[BEGIN Selected extract]

All God's Children
When I was in my early teens the grandmother of a good friend told me that it would have been better if I had never been born. She explained her opinion by saying that my birth had been too hard on my mother. Since I came so fast that I was almost born in a taxicab, I knew that the actual birth wasn't the issue. And I wasn't a bad kid. So I assume that raising a baby when you are past forty was what she was referring to.
It's all, as they say, "water under the bridge." But I guess the recent discussion about post-birth abortions ("infanticide" to most of us) was what got me thinking about that long ago incident with my friend's grandmother. The "logic" to post-birth abortions is that if a baby is deemed to present a hardship to the family, its death is therefore justifiable. I'm sure glad my mother and father didn't consider me a hardship, and therefore disposable, because I came late in their lives!
Sadly, recent news about the Planned Parenthood scandals, the move to consider post-birth "abortions," and Health Canada's approval of the RU-486 drug, has not raised as much ire as the hunting down of Cecil the lion by an American dentist! As much as I object to the death of the lion (I think the hunter should be fed to Cecil's family!) we need to focus on an even bigger issue—there is something wrong with a society that has no problem with murdering kids. The critical question is, who gave us the right to destroy what doesn't belong to us?

[END Selected extract]

Directives
1. In the essay "All God's Children," what reason did the friend's grandmother give for her view that it would have been better if the writer had never been born?
2. Summarize the essay "All God's Children" in two sentences.
3. Extend the essay "All God's Children" from the point where it stops.
The records that come next are drawn from a separate source.

[BEGIN Dataset rows]

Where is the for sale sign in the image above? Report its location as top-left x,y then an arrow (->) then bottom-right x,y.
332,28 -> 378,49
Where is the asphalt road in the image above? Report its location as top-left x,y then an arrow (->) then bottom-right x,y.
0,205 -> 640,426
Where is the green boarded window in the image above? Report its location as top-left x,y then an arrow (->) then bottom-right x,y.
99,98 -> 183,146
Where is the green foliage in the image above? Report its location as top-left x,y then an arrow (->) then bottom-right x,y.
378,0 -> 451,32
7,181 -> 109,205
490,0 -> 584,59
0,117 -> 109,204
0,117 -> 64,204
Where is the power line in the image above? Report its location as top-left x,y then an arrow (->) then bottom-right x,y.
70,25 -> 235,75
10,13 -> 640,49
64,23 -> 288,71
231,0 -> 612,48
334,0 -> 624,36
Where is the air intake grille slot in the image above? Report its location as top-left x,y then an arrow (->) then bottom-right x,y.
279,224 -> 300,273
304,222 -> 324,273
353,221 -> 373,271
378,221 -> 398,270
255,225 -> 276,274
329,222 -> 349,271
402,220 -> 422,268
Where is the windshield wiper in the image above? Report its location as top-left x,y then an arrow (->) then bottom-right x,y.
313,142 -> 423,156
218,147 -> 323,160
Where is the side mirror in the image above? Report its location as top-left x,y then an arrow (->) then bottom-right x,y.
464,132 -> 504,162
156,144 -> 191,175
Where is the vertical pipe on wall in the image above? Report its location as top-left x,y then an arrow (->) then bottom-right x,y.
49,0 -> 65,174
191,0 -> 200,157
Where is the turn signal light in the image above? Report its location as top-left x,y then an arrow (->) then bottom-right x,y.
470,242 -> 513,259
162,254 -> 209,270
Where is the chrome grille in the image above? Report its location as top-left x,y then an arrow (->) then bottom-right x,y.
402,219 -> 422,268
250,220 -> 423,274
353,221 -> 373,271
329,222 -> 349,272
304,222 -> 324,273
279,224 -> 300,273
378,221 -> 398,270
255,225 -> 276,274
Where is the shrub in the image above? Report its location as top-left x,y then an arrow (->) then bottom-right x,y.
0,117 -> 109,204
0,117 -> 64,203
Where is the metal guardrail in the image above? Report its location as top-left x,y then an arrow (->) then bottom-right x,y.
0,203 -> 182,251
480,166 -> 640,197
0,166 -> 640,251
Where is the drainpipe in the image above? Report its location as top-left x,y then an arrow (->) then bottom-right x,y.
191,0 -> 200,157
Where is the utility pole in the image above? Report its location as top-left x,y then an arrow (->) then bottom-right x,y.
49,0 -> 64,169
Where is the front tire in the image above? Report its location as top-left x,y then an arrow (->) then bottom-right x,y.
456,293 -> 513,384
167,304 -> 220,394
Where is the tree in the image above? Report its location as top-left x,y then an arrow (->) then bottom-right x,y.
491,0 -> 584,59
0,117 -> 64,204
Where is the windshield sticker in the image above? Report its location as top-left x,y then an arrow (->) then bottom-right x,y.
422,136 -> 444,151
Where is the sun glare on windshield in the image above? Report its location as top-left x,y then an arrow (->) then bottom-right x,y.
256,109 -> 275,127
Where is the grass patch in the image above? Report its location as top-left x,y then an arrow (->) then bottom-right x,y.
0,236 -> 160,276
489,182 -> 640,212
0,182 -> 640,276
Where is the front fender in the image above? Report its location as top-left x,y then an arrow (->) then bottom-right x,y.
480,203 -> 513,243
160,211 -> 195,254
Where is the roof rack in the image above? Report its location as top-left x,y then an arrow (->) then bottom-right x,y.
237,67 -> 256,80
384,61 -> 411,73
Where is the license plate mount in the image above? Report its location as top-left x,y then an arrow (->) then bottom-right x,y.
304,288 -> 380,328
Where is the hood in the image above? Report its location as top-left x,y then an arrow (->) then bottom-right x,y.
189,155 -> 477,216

[END Dataset rows]

Answers by task
1. She said the writer's birth had been too hard on the writer's mother.

2. The writer recalls a friend's grandmother once saying it would have been better if the writer had never been born, because the birth was too hard on the writer's mother, and connects that memory to recent discussion of post-birth abortions, which are justified when a baby is deemed a hardship to the family. The writer laments that the Planned Parenthood scandals, the move toward post-birth "abortions," and Health Canada's approval of RU-486 have raised less ire than the hunting of Cecil the lion, and asks who gave us the right to destroy what doesn't belong to us.

3.
God told Jeremiah: "Before I formed you in the womb I knew you, before you were born I set you apart; I appointed you as a prophet to the nations" (Jeremiah 1:5). Think about that for a moment. It is God who brings the pieces together to form a child in a woman's womb. But even before He does that He already knows all about that child. Before that child is born God has designed a purpose for his or her life. David writes: "For you created my inmost being; you knit me together in my mother's womb. I praise you because I am fearfully and wonderfully made; your works are wonderful, I know that full well. My frame was not hidden from you when I was made in the secret place. When I was woven together in the depths of the earth, your eyes saw my unformed body. All the days ordained for me were written in your book before one of them came to be" (Psalm 139:13-16).
Though a woman is the host of that child, she is not the creator of that child. She is not its origin. God is. And to God alone belongs the right to determine the future of what He has created.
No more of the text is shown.